> _DIRECTIONS FOR THIS TASK_
Print the data exactly as it is given, please.

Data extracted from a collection
>> begin

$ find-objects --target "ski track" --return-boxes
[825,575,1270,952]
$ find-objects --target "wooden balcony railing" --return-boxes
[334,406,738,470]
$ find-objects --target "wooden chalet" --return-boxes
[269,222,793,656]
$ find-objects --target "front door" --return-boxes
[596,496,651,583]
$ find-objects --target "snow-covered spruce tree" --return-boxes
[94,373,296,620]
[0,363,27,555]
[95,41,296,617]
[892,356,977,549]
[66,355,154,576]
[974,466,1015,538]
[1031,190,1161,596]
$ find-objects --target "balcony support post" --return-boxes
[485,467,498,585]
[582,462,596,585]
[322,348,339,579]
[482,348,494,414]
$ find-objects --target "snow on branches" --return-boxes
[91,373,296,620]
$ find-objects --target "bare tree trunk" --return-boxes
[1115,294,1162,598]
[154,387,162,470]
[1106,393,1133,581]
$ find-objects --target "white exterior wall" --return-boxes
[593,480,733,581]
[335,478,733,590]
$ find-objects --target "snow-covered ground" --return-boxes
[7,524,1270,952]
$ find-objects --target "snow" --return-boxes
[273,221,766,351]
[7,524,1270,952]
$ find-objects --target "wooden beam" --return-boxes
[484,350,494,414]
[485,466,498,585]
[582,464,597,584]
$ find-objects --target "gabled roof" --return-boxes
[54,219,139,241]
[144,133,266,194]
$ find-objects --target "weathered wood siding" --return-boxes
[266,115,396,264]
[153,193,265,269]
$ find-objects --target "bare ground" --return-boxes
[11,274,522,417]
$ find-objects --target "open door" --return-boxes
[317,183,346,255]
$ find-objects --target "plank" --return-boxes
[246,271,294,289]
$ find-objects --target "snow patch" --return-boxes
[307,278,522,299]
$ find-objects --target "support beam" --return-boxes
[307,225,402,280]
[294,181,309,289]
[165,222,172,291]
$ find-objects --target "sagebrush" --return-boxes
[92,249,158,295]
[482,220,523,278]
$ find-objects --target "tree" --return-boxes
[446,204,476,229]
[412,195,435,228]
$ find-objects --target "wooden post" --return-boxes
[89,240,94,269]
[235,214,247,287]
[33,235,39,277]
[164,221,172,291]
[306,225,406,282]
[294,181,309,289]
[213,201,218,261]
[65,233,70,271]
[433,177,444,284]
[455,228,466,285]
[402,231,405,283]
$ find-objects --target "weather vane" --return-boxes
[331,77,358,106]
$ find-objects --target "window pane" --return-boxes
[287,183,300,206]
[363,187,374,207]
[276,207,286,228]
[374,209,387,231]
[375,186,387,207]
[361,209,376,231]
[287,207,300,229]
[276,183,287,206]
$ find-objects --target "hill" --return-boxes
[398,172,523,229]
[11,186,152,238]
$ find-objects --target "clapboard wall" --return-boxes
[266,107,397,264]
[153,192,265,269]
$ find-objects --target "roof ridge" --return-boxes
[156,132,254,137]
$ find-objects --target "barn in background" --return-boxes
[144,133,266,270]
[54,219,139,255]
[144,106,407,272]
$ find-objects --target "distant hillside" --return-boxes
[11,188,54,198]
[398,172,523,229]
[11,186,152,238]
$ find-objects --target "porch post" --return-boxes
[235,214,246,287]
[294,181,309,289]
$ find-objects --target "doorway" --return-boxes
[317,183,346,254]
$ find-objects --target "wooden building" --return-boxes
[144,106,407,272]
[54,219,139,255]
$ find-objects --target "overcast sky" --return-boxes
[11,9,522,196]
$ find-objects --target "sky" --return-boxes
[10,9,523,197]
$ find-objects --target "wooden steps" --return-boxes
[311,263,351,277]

>> end

> _FINISHED ANSWER_
$ find-objects --target "ski track" --return-boxes
[825,575,1270,952]
$ find-objects --target "wooden balcony railing" --return-boxes
[334,406,738,470]
$ find-objects --target "wooden chalet" --return-boxes
[269,222,793,656]
$ find-objects --target "front door" --return-boxes
[596,496,651,583]
$ find-objects --target "snow-covered spruce tree" --return-boxes
[94,373,296,620]
[0,363,27,555]
[95,41,296,617]
[892,356,977,549]
[66,355,154,576]
[974,466,1015,538]
[1031,190,1161,596]
$ find-objects --target "balcony support post" --return-boxes
[485,467,498,585]
[582,462,596,585]
[322,348,339,579]
[482,348,494,414]
$ find-objects --target "snow on branches" --return-boxes
[91,373,296,620]
$ find-objects --target "bare tree trunk" --return-boxes
[1115,294,1162,598]
[154,387,162,470]
[1106,393,1133,581]
$ find-objects --target "white exterior wall" --return-boxes
[593,480,733,581]
[335,478,733,590]
$ find-objects --target "snow-covered ground" --return-boxes
[7,524,1270,952]
$ find-objects --target "snow" --return-boxes
[273,221,766,351]
[7,524,1270,952]
$ find-objects --target "wooden beam" --return-boxes
[484,350,494,414]
[485,466,498,585]
[582,464,597,584]
$ find-objects --target "gabled roof" --return-boxes
[54,219,139,241]
[144,133,266,194]
$ find-objects --target "weathered wood siding" --return-boxes
[266,115,396,264]
[153,193,265,269]
$ find-objects --target "bare ground" --return-boxes
[11,274,522,417]
$ find-objects --target "open door" --return-boxes
[317,183,346,255]
$ find-objects --target "plank" --return-boxes
[246,271,294,289]
$ find-objects --target "snow patch" --return-boxes
[307,278,522,299]
$ find-objects --target "support beam" --return-boxes
[307,225,402,280]
[294,181,309,289]
[165,222,172,291]
$ find-objects --target "sagebrush" --return-boxes
[92,249,158,295]
[482,220,523,278]
$ find-objects --target "tree" --return-boxes
[446,204,476,229]
[412,195,435,228]
$ find-objects --target "wooden post" --return-boxes
[89,240,94,269]
[235,214,247,287]
[33,235,39,277]
[164,221,172,291]
[306,225,406,282]
[294,181,309,289]
[213,201,218,261]
[65,233,70,271]
[433,177,444,284]
[455,228,466,285]
[402,231,405,283]
$ find-objects --target "weather vane" --return-boxes
[331,77,358,106]
$ find-objects --target "window pane" --return-boxes
[287,183,300,206]
[363,187,374,207]
[276,207,286,228]
[374,209,387,231]
[375,186,387,207]
[361,209,376,231]
[287,207,300,229]
[276,183,287,206]
$ find-objects --target "hill" --return-boxes
[398,172,523,229]
[11,186,152,238]
$ find-objects --target "clapboard wall" --return-boxes
[266,107,397,264]
[153,192,265,269]
$ find-objects --target "roof ridge" --return-boxes
[156,132,254,137]
$ find-objects --target "barn in background" --return-boxes
[144,133,266,270]
[54,219,139,255]
[144,106,407,272]
$ find-objects --target "distant hillside" --return-boxes
[11,188,54,198]
[398,172,523,229]
[11,186,152,238]
$ find-objects --target "porch post" --return-boxes
[235,214,246,287]
[294,181,309,289]
$ find-objects --target "doorway" --return-boxes
[317,183,346,254]
$ find-objects --target "wooden building" --return-boxes
[144,106,407,272]
[54,219,139,255]
$ find-objects --target "overcast sky" --return-boxes
[11,9,522,196]
$ find-objects --target "sky" --return-boxes
[10,9,523,197]
$ find-objects --target "wooden steps" --return-boxes
[311,263,351,277]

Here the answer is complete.